_Stated problem_
Which lines below contain the string "laptop"? Return each of them in full, and count a match only when the letter case is the same.
━━━━━ Raw records
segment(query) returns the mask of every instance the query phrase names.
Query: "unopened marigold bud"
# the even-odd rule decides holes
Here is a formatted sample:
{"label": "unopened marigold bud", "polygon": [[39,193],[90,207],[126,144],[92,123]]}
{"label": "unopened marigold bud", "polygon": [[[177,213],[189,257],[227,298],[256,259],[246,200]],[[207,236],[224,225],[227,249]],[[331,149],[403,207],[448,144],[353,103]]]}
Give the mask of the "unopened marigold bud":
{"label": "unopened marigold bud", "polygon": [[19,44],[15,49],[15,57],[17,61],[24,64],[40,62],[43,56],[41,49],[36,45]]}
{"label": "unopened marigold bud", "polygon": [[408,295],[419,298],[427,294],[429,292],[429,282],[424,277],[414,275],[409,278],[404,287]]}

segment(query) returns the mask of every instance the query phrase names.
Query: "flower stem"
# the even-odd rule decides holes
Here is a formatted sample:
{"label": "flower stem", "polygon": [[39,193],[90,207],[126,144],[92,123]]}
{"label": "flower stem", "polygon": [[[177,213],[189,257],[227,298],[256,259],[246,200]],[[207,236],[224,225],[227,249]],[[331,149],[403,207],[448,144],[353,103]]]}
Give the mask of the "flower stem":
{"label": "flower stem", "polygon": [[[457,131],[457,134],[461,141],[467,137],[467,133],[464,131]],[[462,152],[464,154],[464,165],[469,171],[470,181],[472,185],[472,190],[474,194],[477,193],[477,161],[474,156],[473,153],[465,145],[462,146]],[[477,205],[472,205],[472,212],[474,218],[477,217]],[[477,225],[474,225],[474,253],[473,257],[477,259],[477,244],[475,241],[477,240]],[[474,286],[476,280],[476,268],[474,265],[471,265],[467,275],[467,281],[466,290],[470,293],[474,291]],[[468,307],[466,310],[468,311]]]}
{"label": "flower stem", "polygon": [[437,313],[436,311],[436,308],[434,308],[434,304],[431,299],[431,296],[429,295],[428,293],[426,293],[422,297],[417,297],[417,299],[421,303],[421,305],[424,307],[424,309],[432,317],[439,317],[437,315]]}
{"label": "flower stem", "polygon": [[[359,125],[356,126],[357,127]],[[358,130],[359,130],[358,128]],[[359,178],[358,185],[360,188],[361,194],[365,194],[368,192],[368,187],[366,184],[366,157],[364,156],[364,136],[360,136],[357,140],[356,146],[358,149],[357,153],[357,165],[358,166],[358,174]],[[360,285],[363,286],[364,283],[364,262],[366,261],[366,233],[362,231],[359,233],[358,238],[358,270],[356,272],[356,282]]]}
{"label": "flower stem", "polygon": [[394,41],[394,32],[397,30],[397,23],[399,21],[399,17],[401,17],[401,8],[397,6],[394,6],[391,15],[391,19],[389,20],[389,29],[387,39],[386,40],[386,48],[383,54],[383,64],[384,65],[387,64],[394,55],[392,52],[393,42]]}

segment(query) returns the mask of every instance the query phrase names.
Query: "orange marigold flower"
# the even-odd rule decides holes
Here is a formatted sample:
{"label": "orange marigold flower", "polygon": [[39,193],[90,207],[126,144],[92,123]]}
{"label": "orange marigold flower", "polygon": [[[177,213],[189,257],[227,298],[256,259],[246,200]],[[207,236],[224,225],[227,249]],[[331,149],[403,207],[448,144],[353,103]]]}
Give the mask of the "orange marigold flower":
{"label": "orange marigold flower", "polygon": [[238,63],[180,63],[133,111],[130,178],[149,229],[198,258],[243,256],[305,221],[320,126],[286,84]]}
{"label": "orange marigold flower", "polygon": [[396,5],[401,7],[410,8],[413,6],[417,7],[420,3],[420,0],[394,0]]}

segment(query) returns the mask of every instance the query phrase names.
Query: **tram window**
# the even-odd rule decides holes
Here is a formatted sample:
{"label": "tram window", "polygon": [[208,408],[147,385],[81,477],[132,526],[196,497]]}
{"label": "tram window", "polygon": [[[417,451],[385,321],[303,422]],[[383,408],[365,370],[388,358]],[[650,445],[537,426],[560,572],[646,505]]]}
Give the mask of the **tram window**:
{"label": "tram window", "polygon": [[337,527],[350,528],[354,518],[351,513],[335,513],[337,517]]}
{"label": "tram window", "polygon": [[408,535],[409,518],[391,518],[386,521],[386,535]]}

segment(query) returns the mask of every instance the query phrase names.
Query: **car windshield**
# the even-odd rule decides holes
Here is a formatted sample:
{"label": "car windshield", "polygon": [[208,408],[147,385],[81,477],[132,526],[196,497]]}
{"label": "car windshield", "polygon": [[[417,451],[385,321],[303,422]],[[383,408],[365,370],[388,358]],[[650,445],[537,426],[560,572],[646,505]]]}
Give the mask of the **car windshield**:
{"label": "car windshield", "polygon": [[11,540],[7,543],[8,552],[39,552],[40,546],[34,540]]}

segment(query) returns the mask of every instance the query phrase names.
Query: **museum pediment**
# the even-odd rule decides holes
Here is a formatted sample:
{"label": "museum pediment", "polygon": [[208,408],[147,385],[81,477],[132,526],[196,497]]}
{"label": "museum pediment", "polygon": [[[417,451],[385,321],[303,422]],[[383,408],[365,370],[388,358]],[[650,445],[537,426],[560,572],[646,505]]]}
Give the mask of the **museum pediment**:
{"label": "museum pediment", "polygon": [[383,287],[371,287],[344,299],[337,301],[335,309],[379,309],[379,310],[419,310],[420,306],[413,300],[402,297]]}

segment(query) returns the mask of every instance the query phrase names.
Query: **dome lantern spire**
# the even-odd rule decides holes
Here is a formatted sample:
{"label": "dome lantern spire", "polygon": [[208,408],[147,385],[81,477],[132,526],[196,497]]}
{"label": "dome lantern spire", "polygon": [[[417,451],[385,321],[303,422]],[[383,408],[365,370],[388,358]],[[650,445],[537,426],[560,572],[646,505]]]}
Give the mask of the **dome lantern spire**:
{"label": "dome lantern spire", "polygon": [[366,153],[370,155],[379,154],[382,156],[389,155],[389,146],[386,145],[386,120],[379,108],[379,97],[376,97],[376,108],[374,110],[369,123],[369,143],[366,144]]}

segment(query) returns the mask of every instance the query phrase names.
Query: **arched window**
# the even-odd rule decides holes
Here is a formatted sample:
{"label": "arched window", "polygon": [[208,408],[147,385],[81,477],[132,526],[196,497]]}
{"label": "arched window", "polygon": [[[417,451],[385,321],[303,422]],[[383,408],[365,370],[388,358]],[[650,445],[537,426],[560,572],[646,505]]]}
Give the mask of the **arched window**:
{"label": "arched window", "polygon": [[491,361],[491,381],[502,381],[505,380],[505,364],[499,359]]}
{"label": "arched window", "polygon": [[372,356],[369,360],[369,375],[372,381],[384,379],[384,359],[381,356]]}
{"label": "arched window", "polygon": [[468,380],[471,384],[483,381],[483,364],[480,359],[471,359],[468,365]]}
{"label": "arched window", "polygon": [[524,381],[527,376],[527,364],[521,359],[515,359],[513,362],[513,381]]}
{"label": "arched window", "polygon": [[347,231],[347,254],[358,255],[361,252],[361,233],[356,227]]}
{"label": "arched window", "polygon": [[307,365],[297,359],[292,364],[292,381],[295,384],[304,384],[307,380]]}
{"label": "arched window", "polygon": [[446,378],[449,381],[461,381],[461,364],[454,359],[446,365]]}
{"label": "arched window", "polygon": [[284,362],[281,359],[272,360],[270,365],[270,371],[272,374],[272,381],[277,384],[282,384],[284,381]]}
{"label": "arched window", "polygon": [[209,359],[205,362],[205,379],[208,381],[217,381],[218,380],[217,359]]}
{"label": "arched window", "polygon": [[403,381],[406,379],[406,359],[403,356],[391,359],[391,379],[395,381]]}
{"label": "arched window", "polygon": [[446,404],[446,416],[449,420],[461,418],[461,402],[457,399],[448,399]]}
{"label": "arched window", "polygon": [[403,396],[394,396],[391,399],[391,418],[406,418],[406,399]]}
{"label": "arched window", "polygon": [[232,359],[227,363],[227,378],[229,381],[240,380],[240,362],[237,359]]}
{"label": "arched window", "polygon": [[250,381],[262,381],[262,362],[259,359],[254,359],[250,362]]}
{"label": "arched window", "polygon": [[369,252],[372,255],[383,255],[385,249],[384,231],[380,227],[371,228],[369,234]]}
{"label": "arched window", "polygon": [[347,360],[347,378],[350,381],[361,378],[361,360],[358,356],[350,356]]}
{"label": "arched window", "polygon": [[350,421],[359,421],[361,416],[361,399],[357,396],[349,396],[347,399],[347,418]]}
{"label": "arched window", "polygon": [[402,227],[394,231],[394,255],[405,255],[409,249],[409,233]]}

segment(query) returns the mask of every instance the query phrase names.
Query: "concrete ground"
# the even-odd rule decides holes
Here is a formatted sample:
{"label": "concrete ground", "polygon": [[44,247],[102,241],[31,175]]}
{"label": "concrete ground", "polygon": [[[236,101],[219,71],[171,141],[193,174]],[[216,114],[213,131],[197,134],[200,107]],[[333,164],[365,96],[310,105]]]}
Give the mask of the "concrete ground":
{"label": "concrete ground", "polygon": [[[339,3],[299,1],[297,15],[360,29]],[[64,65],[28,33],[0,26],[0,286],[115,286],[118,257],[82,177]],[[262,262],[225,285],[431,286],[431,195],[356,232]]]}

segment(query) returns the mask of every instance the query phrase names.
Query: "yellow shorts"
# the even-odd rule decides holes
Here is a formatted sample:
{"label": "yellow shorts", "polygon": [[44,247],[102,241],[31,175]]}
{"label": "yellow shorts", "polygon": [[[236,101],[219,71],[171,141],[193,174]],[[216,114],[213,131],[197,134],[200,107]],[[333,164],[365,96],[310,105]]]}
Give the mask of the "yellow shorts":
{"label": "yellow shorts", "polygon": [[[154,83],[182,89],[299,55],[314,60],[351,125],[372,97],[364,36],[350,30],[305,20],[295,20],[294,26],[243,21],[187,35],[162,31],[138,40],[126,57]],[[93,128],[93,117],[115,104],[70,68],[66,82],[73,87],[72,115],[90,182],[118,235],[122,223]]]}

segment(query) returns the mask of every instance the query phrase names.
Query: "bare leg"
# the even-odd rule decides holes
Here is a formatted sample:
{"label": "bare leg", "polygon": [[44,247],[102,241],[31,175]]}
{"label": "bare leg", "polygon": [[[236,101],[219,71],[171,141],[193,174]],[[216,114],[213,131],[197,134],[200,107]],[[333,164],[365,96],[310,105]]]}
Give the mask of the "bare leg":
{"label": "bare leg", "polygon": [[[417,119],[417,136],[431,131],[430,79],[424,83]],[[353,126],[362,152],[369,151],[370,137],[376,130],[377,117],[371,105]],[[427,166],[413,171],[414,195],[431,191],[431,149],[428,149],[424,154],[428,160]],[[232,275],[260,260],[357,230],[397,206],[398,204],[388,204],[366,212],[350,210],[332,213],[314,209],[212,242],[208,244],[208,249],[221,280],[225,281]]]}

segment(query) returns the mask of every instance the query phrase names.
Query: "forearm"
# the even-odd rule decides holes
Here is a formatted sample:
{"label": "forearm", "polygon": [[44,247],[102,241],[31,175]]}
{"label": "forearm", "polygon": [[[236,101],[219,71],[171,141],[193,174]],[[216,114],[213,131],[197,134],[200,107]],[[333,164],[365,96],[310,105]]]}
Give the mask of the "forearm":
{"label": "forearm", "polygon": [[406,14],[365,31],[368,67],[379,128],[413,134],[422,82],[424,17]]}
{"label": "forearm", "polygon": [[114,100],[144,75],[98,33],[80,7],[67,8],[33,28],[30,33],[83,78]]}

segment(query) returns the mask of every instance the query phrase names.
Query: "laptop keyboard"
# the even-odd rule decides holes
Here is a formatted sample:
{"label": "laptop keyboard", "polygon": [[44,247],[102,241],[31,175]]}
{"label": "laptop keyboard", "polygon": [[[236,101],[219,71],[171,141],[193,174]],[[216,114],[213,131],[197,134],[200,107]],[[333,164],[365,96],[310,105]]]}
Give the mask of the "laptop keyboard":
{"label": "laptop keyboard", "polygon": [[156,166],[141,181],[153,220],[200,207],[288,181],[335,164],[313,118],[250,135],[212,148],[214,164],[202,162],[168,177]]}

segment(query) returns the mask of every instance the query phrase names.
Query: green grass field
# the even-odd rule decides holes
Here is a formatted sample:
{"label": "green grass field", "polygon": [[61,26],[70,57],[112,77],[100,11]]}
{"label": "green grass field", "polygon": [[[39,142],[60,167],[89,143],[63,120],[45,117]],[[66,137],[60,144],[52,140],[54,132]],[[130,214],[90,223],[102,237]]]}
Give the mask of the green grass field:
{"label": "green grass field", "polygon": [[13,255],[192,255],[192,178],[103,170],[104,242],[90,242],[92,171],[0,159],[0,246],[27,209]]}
━━━━━━━━━━
_Completed task_
Query: "laptop keyboard"
{"label": "laptop keyboard", "polygon": [[44,247],[102,241],[31,175]]}
{"label": "laptop keyboard", "polygon": [[[236,101],[219,71],[171,141],[193,174]],[[216,114],[213,131],[197,134],[200,107]],[[333,164],[365,96],[310,105]]]}
Give the mask of the "laptop keyboard":
{"label": "laptop keyboard", "polygon": [[156,166],[141,181],[153,220],[200,207],[288,181],[335,164],[313,118],[250,135],[212,148],[214,164],[202,162],[168,177]]}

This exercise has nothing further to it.